Texte d'étude:
***
Les premiers essais cliniques de ce fruit OGM ont été autorisés aux États-Unis. Le projet, soutenu par Bill Gates, vise à commercialiser l’aliment en Afrique à l’horizon 2020 pour lutter contre la mortalité infantile.
Les chercheurs la surnomment la «super banane».
Pas certain que les militants anti-OGM soient du même avis. Derrière ce nom se cache une banane génétiquement modifiée. Développée depuis neuf ans,
elle se veut un aliment cultivable en Afrique et riche en vitamine A,
dont la carence est à l’origine de graves maladies. Pour la première fois, ce fruit OGM va être testé sur des êtres humains.
Le projet est né en 2005 avec une équipe de scientifiques australiens de la Queensland University of Technology. Pour lutter contre les problèmes de santé engendrés pas les carences en vitamine A, ils se sont concentrés sur l’un des aliments les plus répandus dans la région des Grands Lacs d’Afrique: la banane. Un aliment très pauvre en revanche en vitamine A et fer.
Les chercheurs se sont donc attelés à développer des bananes génétiquement modifiées, à forte teneur en vitamine A grâce à leur concentration en béta et alpha-carotènes supérieure aux bananes africaines.
Une initiative agricole et scientifique qui s’est attiré les faveurs du magnat de l’informatique Bill Gates. Le fondateur de Microsoft et sa femme ont contribué à hauteur de 10 millions de dollars (7,4 millions d’euros) au projet de recherche. «Les carences en vitamine A tuent entre 650.000 et 700.000 enfants par an dans le monde (…) et au moins 300.000 autres perdent la vue», souligne le responsable du projet, le professeur James Dale.
La vitamine A, que l’on trouve dans des légumes tels que la carotte ou le maïs, mais aussi le jaune d’œuf et les laitages, est en effet nécessaire à la synthèse des pigments de l’œil. Son absence engendre la cécité et rend l’organisme des enfants plus vulnérable aux infections.
***
Votre tâche:
Prolongez le texte sur la banane OGM en reprenant après sa dernière phrase. Les enregistrements qui suivent forment un contenu indépendant du texte sur la banane OGM.
***
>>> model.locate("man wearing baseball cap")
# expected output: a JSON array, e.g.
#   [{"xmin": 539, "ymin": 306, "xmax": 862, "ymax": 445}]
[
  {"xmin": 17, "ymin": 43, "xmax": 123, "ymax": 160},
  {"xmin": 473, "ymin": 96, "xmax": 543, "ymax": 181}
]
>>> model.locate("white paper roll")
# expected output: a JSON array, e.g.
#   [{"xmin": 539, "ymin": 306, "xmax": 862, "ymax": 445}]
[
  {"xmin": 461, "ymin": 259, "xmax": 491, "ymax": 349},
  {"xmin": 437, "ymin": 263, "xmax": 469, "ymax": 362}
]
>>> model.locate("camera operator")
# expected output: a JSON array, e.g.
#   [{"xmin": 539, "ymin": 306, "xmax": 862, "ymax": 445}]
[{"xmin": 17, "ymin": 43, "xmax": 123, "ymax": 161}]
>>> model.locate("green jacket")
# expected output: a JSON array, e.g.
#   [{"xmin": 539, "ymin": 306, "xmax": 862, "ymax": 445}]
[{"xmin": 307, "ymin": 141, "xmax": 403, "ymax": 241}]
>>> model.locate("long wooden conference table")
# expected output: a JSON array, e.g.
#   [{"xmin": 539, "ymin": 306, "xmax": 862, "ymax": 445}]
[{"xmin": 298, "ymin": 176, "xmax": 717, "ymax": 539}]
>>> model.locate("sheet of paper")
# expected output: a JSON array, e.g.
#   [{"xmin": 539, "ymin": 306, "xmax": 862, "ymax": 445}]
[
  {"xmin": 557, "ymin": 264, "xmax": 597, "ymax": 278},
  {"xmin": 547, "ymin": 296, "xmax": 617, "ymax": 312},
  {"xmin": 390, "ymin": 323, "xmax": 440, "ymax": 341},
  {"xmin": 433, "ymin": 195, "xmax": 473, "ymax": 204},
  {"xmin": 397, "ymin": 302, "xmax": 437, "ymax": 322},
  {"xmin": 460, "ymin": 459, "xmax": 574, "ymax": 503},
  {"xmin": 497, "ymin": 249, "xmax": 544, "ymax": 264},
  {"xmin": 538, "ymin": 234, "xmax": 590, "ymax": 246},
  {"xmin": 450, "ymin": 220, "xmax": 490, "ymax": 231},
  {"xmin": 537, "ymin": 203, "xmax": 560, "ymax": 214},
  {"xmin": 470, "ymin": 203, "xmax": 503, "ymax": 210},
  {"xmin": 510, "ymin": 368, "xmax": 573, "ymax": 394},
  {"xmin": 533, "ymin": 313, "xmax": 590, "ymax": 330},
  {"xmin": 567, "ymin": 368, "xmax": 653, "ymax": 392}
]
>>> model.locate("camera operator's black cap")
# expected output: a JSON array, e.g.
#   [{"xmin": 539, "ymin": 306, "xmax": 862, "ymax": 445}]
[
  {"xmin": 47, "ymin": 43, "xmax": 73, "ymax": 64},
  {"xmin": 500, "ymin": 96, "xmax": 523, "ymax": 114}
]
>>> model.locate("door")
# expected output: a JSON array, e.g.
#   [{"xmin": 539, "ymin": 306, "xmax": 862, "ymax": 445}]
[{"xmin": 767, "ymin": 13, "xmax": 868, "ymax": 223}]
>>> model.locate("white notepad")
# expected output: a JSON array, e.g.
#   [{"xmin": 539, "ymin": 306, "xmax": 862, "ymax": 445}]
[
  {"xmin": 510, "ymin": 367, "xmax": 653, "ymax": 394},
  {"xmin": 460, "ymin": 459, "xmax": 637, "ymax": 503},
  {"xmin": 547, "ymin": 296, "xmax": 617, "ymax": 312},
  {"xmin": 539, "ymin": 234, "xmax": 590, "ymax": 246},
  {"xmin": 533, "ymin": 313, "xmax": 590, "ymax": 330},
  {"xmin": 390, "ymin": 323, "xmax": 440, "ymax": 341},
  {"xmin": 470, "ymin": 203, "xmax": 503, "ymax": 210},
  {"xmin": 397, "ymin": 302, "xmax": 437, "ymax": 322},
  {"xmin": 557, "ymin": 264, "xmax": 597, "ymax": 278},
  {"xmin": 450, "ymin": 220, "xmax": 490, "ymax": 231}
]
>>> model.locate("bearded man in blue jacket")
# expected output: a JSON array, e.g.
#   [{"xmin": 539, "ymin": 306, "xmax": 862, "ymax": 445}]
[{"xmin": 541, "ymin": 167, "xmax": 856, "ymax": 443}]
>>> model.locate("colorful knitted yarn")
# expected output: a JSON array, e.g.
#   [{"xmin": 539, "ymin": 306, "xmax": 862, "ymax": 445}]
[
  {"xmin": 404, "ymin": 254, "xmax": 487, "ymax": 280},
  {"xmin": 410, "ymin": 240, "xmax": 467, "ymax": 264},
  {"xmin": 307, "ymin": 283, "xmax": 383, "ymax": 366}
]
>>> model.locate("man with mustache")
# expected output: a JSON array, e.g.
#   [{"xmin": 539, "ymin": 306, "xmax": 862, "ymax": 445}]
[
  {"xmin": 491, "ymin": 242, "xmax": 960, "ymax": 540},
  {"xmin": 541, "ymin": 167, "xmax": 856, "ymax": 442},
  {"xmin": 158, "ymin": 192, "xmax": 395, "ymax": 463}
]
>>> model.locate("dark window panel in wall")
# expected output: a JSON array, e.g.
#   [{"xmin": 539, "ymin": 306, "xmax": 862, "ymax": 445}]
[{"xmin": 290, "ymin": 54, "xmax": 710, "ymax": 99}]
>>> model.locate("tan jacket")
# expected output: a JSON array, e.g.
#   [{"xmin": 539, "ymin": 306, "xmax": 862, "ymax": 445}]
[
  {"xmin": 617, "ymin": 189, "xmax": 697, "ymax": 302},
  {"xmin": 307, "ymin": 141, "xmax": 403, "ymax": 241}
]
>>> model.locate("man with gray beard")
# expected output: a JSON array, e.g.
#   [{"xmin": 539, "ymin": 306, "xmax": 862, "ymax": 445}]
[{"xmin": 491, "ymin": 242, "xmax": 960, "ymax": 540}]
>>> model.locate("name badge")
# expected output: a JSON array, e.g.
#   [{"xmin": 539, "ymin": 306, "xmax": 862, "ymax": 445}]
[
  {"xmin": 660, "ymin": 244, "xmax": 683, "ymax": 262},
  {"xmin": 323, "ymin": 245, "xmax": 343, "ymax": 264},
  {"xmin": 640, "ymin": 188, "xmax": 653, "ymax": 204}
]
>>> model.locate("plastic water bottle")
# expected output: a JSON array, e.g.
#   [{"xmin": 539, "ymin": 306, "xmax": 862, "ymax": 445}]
***
Réponse:
D’autres aliments déjà commercialisés
Lundi, l’équipe a annoncé que les tests sur des hommes avaient été autorisés. Récoltées en Australie, les «super bananes» ont été transportées aux États-Unis en vue des premiers essais sur l’humain. Les tests cliniques devraient commencer prochainement et durer autour de six semaines, afin de mesurer les taux de vitamine A chez les patients volontaires. Les résultats devraient être connus à la fin de l’année. En cas de feu vert pour la culture commerciale de cette banane en Ouganda, celle-ci pourrait démarrer en 2020.
L’idée de recourir aux OGM pour lutter contre la famine n’est cependant pas nouvelle. Avant la banane, le «riz doré» a été mis sur pied pour les mêmes raisons. Dopé à la vitamine A, il est développé depuis 1999 et avait suscité le scandale lorsque des enfants chinois en avaient ingéré pour des tests sans que les parents n’en soient avertis.
Commercialisé, il est à l’origine d’un bras de fer entre pro-OGM et anti-OGM. Ces derniers y voient un moyen de répandre les aliments génétiquement modifiés sous couvert de lutte contre la faim. Lors du dernier Salon de l’Agriculture, le riz doré avait d’ailleurs soulevé les passions après une déclaration du ministre de l’Agriculture, Stéphane Le Foll, qui le jugeait «absolument nécessaire».